§ **Passage to read**
· · · · · · ·

While Schekman was establishing the genetics of trafficking, and Rothman the first functional assays, the groups of Tom Südhof, Richard Scheller, and Reinhard Jahn were taking a more structural approach to identifying the major synaptic proteins. Südhof grew up and was educated in Germany, but came to the United States to postdoc with Brown and Goldstein in Dallas, and then remained as a faculty member. In the late 1980s and early 1990s, abundant proteins of the neuronal synapse were cloned and examined for associations (5). Several neurotoxins were found to be proteases, and the identification of the proteins later termed syntaxin and synaptobrevin as targets of these proteases, by Montecucco's group and others, provided compelling evidence for their direct role in exocytosis (6). When Südhof's group cloned and sequenced synaptotagmin, they discovered that it has C2 domains similar to the calcium-dependent protein kinase C (7). Recombinant synaptotagmin was found to bind to membranes in a calcium-dependent manner (8), and this protein was established as the major synaptic calcium sensor by an elegant combination of electrophysiology of knock-in mice with mutant synaptotagmin (9).

In a signal contribution, Rothman's group found that immobilized, purified SNAP that was incubated with detergent extract of whole brain selectively bound syntaxin and synaptobrevin proteins, and NSF and ATP were then required for their release (10). These proteins were termed soluble NEM-sensitive factor receptor, or SNARE proteins. Reinhard Jahn, with colleagues Dirk Fasshauer and Axel Brunger, showed that SNAREs with their characteristic heptad repeats can be placed in subfamilies according to the polar arginine or glutamine at a center of their SNARE domain (11), and determined the crystal structure of a complex of the four helical SNARE core domains (12). Axel Brunger and Reinhard Jahn, together with Fasshauer and Sutton, determined the crystal structure of the complex of the four helical neuronal SNARE core domains (12), revealing that SNAREs with their characteristic heptad repeats can be placed in subfamilies according to the polar arginine or glutamate at the center of the core complex (11).

· · · · · · ·

§ **Problems to work on**
**A)** Answer these questions from the passage on synaptic proteins:
(i) Where did Südhof do his postdoc, and with whom?
(ii) What domains did Südhof's group find in synaptotagmin?
(iii) What was required to release syntaxin and synaptobrevin bound to SNAP in the work of Rothman's group?
**B)** Decide whether each statement agrees with the passage on synaptic proteins, and quote the words that settle it:
(i) Several neurotoxins turned out to be proteases.
(ii) After his postdoc, Südhof went back to Germany.
(iii) Recombinant synaptotagmin bound to membranes regardless of calcium.
**C)** Write the next part of the passage on synaptic proteins, picking up after its final sentence.
The records are not needed for any of this.

(Point-per-instance localization data)
· · · · · · ·

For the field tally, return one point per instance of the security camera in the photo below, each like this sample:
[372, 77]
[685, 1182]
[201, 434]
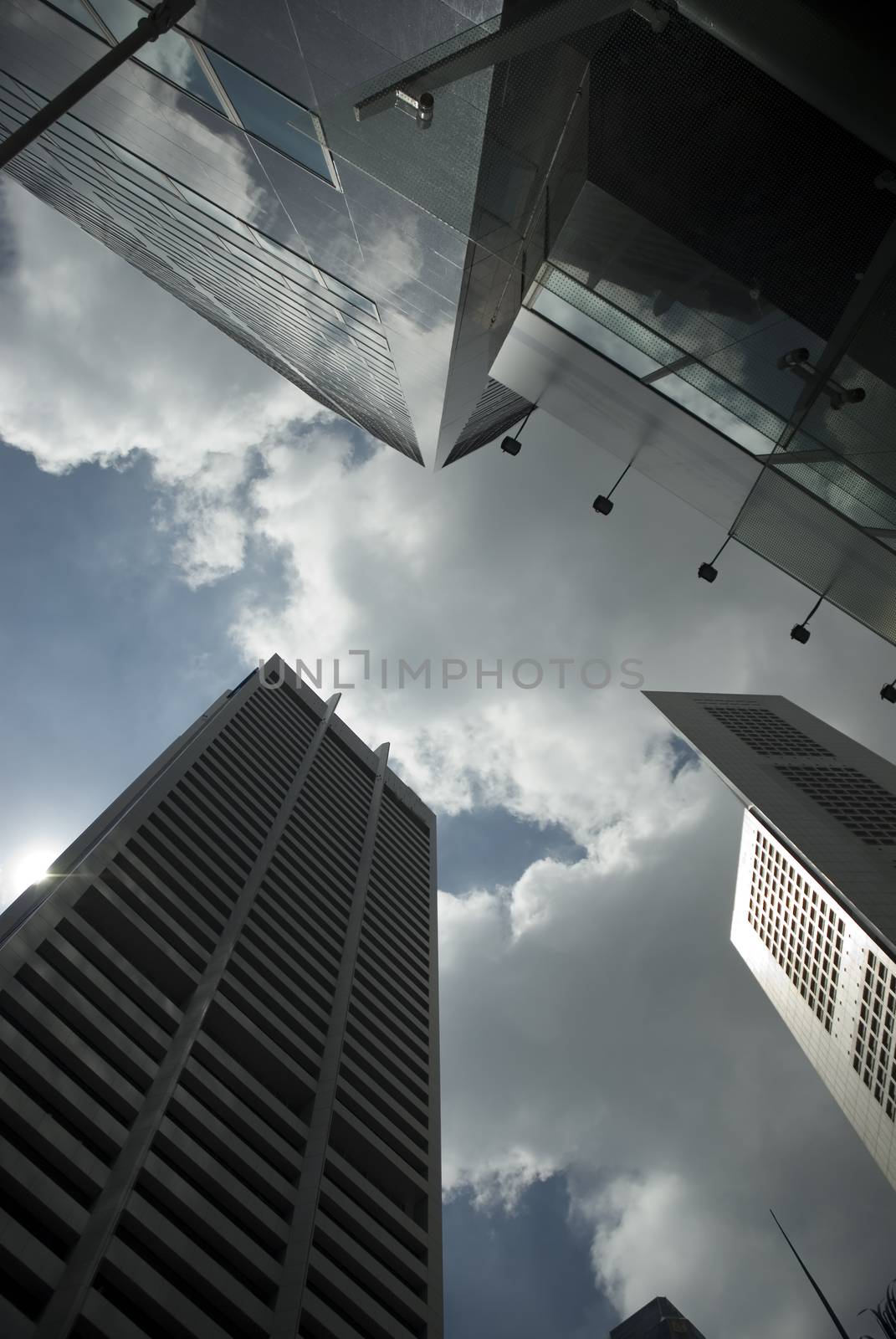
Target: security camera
[425, 105]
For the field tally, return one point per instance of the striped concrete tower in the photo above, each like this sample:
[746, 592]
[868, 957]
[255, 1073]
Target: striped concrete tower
[218, 1048]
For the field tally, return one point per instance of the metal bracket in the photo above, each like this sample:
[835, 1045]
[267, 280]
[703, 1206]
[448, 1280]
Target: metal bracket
[651, 13]
[418, 106]
[797, 362]
[164, 17]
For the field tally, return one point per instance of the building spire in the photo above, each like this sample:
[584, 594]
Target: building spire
[824, 1301]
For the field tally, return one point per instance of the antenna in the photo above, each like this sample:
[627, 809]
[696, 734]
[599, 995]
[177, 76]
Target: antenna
[824, 1301]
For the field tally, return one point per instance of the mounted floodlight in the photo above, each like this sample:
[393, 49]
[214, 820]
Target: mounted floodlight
[800, 633]
[510, 444]
[602, 502]
[708, 571]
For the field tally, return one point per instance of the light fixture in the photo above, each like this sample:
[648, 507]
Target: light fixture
[708, 571]
[602, 502]
[800, 633]
[510, 444]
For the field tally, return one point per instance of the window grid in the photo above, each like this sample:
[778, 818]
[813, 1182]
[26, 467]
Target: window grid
[800, 928]
[875, 1058]
[852, 798]
[765, 733]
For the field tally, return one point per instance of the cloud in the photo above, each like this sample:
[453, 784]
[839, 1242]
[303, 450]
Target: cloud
[98, 365]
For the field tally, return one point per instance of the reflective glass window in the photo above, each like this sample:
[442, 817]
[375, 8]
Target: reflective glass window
[351, 295]
[289, 256]
[272, 117]
[140, 165]
[213, 211]
[75, 10]
[169, 55]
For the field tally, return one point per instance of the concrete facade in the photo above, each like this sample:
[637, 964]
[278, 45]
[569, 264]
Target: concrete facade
[218, 1028]
[815, 911]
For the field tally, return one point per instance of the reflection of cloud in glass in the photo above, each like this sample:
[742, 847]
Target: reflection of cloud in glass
[169, 55]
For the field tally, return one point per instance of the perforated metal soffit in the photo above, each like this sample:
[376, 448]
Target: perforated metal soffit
[730, 165]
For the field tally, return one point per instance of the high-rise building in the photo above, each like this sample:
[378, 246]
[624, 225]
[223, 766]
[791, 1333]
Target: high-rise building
[619, 214]
[815, 908]
[659, 1319]
[218, 1037]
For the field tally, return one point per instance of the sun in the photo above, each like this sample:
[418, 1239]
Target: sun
[31, 868]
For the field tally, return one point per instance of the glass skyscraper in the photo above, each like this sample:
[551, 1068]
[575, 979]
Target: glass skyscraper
[218, 1034]
[659, 1319]
[815, 908]
[621, 216]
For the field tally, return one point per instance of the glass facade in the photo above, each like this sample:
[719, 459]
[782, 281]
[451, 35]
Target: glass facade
[207, 164]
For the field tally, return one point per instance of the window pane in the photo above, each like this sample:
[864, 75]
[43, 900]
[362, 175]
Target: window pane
[268, 114]
[75, 10]
[140, 165]
[291, 258]
[169, 55]
[351, 295]
[212, 211]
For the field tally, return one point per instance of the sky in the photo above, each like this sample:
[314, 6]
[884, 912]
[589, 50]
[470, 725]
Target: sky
[621, 1104]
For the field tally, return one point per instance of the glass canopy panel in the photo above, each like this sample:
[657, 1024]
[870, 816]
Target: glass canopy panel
[591, 332]
[169, 55]
[852, 495]
[268, 114]
[75, 10]
[714, 414]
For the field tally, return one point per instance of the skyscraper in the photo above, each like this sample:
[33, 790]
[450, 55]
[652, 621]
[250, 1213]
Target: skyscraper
[218, 1033]
[659, 1319]
[601, 221]
[815, 910]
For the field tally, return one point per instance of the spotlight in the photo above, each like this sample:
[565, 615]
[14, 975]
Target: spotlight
[509, 444]
[795, 358]
[708, 571]
[602, 504]
[800, 633]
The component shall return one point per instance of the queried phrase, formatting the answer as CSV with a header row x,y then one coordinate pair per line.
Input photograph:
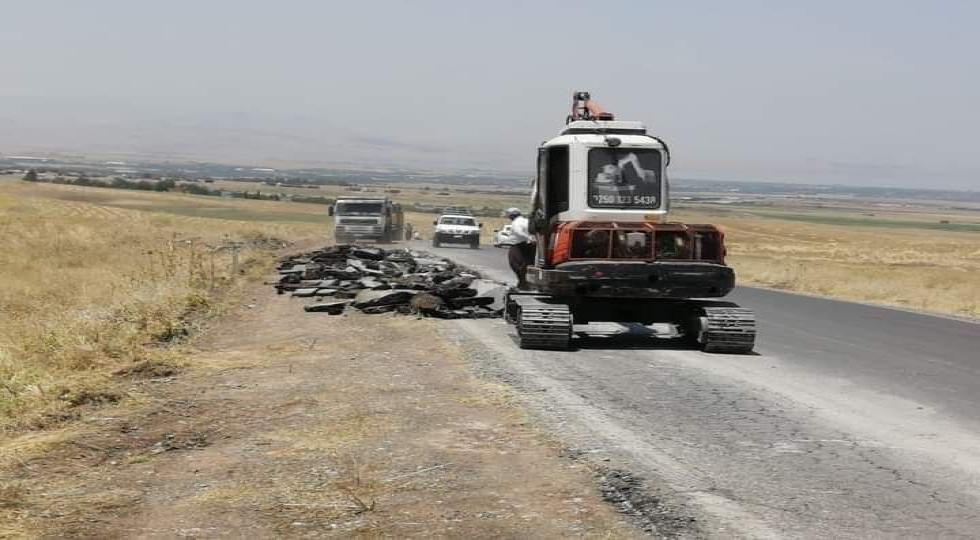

· · · · · · ·

§ **Per-task outputs**
**A)**
(i) In Dallas, with Brown and Goldstein.
(ii) C2 domains similar to the calcium-dependent protein kinase C.
(iii) NSF and ATP.

**B)**
(i) Yes: "Several neurotoxins were found to be proteases"
(ii) No: "and then remained as a faculty member"
(iii) No: "bind to membranes in a calcium-dependent manner"

**C)**
The SNAREs were shown to directly catalyze lipid mixing in proteoliposomes (13), establishing their central role in fusion. SNARE function is tightly coupled to bound proteins such as Munc13 and Munc18 for synaptic fusion and by Sec1/Munc18 homologs and large tethering complexes for many other intracellular SNARE-dependent membrane fusion events. Reconstituted reactions reflecting more of the complete physiological complexity, regulation, and kinetics have appeared (14–17). The neuronal fusion reconstitution is strictly dependent on Munc18-1and Munc13 (17), in full accord with Südhof's group's findings.

What do these three brilliant scientists honored with this year's Nobel award share in common? Short, tall, East coast, West coast, thin, less-thin—no common feature meets the eye. However, each is scientifically fearless and passionately in love with science, each conveys his full enthusiasm and brilliance in lectures, and each is endowed with wonderful humor and personal charm. It is this full devotion, and joy in the work, that unites this year's Nobelists, with each other and with their many friends and admirers around the world.